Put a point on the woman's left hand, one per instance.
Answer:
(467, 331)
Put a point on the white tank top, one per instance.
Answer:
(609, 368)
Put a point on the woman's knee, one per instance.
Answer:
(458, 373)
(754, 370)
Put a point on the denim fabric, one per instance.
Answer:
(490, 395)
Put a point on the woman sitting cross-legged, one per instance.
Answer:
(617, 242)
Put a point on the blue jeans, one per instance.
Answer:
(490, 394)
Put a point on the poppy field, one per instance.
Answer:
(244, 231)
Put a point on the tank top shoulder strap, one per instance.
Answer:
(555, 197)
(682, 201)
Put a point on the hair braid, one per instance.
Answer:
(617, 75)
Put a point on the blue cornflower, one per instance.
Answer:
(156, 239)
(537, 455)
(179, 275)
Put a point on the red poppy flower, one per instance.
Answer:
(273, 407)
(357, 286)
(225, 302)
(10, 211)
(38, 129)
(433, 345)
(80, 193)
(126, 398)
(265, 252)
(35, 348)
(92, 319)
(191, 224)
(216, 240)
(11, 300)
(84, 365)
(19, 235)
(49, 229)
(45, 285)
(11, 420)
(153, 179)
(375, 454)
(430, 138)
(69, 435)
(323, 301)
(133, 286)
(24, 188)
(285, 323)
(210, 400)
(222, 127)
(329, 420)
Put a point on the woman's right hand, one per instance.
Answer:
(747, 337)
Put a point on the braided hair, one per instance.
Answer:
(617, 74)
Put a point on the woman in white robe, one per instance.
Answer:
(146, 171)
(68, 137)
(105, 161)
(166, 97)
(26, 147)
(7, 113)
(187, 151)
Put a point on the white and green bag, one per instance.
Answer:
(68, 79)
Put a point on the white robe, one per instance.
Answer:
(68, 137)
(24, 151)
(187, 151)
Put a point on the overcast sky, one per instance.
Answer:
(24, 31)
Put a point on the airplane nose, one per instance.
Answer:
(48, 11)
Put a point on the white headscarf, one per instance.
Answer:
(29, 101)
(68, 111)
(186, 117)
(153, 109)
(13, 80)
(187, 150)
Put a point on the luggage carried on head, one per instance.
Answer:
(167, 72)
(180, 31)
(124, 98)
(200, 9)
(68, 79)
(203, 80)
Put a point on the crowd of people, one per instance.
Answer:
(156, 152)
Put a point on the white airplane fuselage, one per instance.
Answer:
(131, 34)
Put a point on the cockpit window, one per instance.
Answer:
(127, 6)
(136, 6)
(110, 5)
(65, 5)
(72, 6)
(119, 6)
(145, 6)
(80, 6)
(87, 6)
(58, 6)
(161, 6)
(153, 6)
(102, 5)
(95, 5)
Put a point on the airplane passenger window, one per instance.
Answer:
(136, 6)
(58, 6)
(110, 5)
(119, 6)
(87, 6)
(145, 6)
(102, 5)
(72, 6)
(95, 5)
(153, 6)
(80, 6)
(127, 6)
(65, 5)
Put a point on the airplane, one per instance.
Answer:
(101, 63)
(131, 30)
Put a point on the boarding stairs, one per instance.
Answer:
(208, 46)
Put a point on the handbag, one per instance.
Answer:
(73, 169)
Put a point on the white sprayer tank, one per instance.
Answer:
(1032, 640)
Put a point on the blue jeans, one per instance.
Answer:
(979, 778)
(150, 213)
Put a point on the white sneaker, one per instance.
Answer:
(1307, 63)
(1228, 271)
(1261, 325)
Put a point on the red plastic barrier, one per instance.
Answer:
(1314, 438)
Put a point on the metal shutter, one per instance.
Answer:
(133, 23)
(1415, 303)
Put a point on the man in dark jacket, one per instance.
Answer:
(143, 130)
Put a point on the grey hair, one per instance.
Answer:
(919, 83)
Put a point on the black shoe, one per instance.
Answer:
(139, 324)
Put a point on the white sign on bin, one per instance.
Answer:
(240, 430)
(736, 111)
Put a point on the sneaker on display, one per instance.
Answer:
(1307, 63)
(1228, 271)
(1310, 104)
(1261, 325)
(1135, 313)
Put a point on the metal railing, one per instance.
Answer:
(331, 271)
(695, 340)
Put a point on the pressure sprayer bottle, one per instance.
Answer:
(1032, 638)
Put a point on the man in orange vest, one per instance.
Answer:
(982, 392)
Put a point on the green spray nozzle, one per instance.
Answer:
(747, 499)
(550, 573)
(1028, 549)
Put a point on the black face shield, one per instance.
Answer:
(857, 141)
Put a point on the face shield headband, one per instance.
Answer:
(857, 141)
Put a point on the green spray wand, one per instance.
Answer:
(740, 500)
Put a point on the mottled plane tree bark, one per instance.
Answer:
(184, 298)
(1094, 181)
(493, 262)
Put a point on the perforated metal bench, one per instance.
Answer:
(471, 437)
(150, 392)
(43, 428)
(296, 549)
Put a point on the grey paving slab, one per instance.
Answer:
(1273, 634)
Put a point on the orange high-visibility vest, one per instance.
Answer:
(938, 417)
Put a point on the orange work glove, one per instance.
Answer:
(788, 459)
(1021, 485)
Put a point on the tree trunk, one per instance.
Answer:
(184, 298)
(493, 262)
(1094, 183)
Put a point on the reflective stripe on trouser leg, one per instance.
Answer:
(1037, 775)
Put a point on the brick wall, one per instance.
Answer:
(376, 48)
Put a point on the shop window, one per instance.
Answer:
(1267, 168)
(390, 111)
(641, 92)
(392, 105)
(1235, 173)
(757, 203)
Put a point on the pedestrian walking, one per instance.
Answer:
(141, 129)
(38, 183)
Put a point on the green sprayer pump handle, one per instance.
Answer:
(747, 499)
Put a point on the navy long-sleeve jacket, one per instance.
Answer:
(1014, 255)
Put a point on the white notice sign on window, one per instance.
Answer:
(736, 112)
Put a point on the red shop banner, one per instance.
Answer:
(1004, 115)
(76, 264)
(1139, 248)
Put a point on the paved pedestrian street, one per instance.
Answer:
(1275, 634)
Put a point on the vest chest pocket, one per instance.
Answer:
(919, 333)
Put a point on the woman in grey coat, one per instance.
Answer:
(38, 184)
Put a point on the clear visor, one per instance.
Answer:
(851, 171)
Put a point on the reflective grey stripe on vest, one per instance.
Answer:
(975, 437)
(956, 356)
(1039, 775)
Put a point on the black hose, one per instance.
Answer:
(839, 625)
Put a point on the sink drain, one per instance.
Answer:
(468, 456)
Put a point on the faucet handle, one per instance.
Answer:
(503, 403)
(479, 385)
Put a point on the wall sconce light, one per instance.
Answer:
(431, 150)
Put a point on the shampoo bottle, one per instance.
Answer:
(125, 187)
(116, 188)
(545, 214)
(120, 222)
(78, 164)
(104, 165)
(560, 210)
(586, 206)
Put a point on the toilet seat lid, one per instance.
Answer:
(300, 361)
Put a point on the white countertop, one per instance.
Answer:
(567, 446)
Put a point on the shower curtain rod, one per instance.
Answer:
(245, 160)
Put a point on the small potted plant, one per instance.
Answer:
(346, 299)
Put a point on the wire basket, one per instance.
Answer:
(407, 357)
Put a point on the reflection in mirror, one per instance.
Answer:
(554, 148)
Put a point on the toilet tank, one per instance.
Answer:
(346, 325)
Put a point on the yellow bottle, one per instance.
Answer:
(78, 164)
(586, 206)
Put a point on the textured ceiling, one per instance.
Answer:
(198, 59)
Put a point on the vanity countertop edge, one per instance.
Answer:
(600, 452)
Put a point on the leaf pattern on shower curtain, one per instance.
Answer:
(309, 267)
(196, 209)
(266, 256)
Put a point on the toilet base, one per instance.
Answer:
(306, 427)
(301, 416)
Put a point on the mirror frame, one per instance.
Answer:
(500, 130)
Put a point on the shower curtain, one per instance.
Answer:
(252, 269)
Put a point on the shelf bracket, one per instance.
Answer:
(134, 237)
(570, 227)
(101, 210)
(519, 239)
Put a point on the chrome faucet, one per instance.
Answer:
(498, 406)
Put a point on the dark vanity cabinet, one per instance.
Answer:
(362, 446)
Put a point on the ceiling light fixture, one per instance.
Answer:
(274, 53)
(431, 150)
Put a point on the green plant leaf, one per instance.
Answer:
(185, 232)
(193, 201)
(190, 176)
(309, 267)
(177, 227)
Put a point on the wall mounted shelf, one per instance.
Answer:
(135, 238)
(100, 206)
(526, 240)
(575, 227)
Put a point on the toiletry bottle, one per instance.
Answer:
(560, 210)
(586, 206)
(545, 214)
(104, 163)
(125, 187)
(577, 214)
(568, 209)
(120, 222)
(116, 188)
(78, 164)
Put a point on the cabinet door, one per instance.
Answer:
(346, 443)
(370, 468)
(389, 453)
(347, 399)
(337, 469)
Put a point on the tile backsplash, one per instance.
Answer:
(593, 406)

=======

TASK DETAILS: Copy exactly, and only, the lines from the one containing "Put a point on the leaf" through the last line of the listing.

ANSWER:
Put a point on the leaf pattern on shower curtain, one per instance.
Answer:
(309, 267)
(196, 209)
(266, 256)
Put a point on the toilet base, one per instance.
Answer:
(306, 427)
(301, 416)
Put a point on the mirror frame, one per instance.
Answer:
(500, 130)
Put a point on the shower curtain, one per instance.
Answer:
(252, 269)
Put a point on the shelf bracket, one per instance.
Answer:
(134, 237)
(570, 227)
(101, 210)
(519, 239)
Put a point on the chrome faucet, one per instance.
Answer:
(498, 406)
Put a point on the dark vanity cabinet, one per instance.
Answer:
(362, 446)
Put a point on the ceiling light fixture, one per instance.
Answer:
(274, 53)
(431, 150)
Put a point on the green plant leaf, one per instance.
Answer:
(185, 232)
(193, 201)
(190, 176)
(309, 267)
(177, 227)
Put a point on the wall mounted shelf, one per instance.
Answer:
(135, 238)
(100, 206)
(526, 240)
(575, 227)
Put a point on the toiletry bottle, one per instance.
Answer:
(560, 210)
(586, 206)
(545, 214)
(104, 163)
(125, 187)
(577, 214)
(568, 209)
(120, 222)
(116, 188)
(78, 164)
Put a point on the cabinet door, one per instance.
Answer:
(346, 443)
(370, 468)
(389, 453)
(347, 399)
(337, 469)
Put a point on the tile backsplash, one per instance.
Answer:
(593, 406)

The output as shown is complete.